Work order A –
For each statement, state whether it agrees with the passage on statistical testing in quantitative proteomics, answering yes or no and quoting the words of the passage that decide it. (i) ROTS is one of the tests that adjust the denominator of the Student's t-statistic. (ii) LIMMA is one of the rank-based tests. (iii) Skepticism about p-values has grown since the 2000s reproducibility crisis.
Work order B –
Resume the passage on statistical testing in quantitative proteomics, starting after its final sentence.

Text excerpt –
Start of Block
Quentin Giai Gianetto (Paris / FR), Louka Chenal (Paris / FR), Mariette Matondo (Paris / FR)
Highlighting the proteins/peptides exhibiting significant quantitative differences between two biological conditions is the cornerstone of many quantitative proteomic experiments. Typically, this involves employing a statistical strategy across the quantitative dataset to extract relevant proteins/peptides. Basic approaches include fold-change calculations or standard Student's t-tests. Various statistical tests have emerged to refine such analyses and to allow for better statistical power. Some adjust the denominator of the Student's t-statistic (e.g., Welch, SAM, LIMMA, BayesT, VarMixT, ROTS), while others are rank-based (e.g., Wilcoxon, LPE, RankProduct). Recent methods from explainable artificial intelligence were also developed to provide p-values (e.g., PIMP, NTA). Since the 2000s reproducibility crisis, skepticism about p-values has grown due to their reliance on hypothetical distributions and the need for many replicates to be reliable. This issue is notable in proteomics with limited experiment replicates. Alternatives like the « Bayesian framework », using measures like the region of practical equivalence (ROPE) or probability of direction (PD), have recently emerged.
End of Block
Given information –
Start of Block
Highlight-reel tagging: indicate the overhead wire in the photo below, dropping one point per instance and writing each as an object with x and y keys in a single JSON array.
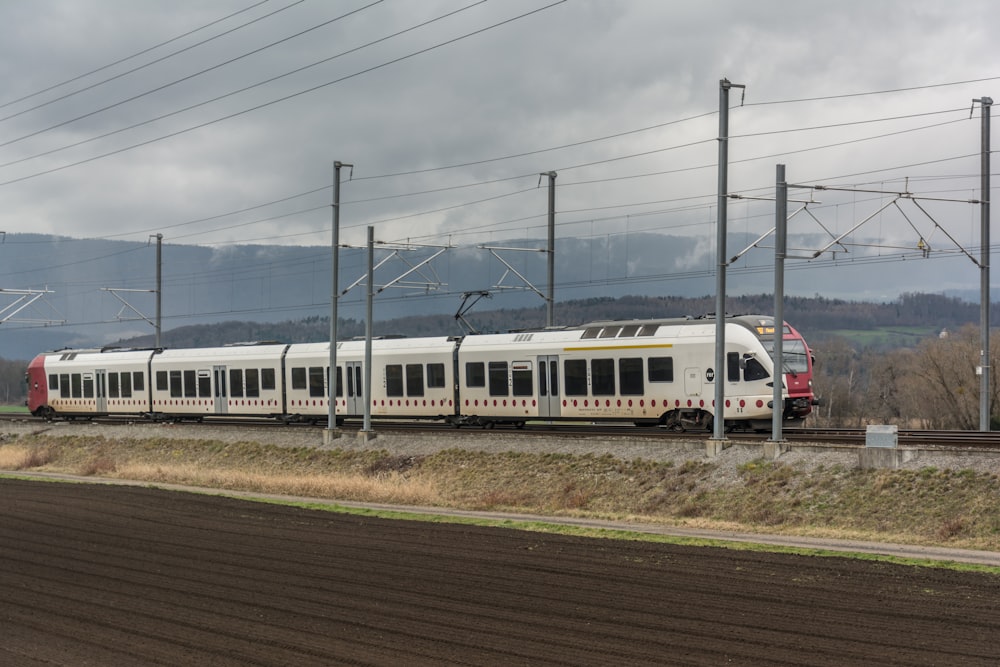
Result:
End of Block
Exercise response A –
(i) Yes: "Some adjust the denominator of the Student's t-statistic (e.g., Welch, SAM, LIMMA, BayesT, VarMixT, ROTS)"
(ii) No: "while others are rank-based (e.g., Wilcoxon, LPE, RankProduct)"
(iii) Yes: "Since the 2000s reproducibility crisis, skepticism about p-values has grown"

Exercise response B –
Herein, we undertook a comprehensive analysis, comparing many statistical tests and strategies on various simulated and real data to assess their similarities and differences. Additionally, we explored ways of combining strategies to maximize the statistical power (or true non-discovery rate) while controlling the FDR (false discovery rate), using methods like p-value fusion (e.g., Fisher's, Stouffer's,…) or data-driven strategies (machine learning classification). For this, we investigated the estimation of the FDR when combining statistical strategies by estimating joint empirical cumulative distribution functions.
Our study proposes to exploit a variety of different tests to extract the best possible strategy in difficult contexts, such as to detect small variations in abundances between conditions (small effect sizes). We present the most successful statistical strategies and the combinations providing the best statistical power while controlling the false discovery rate under a fixed threshold. Our comprehensive approach yields valuable insights applicable to any quantitative dataset characterized by a "large p, small n" framework, commonly encountered in proteomics but also in other quantitative omics datasets, such as transcriptomics or metabolomics datasets.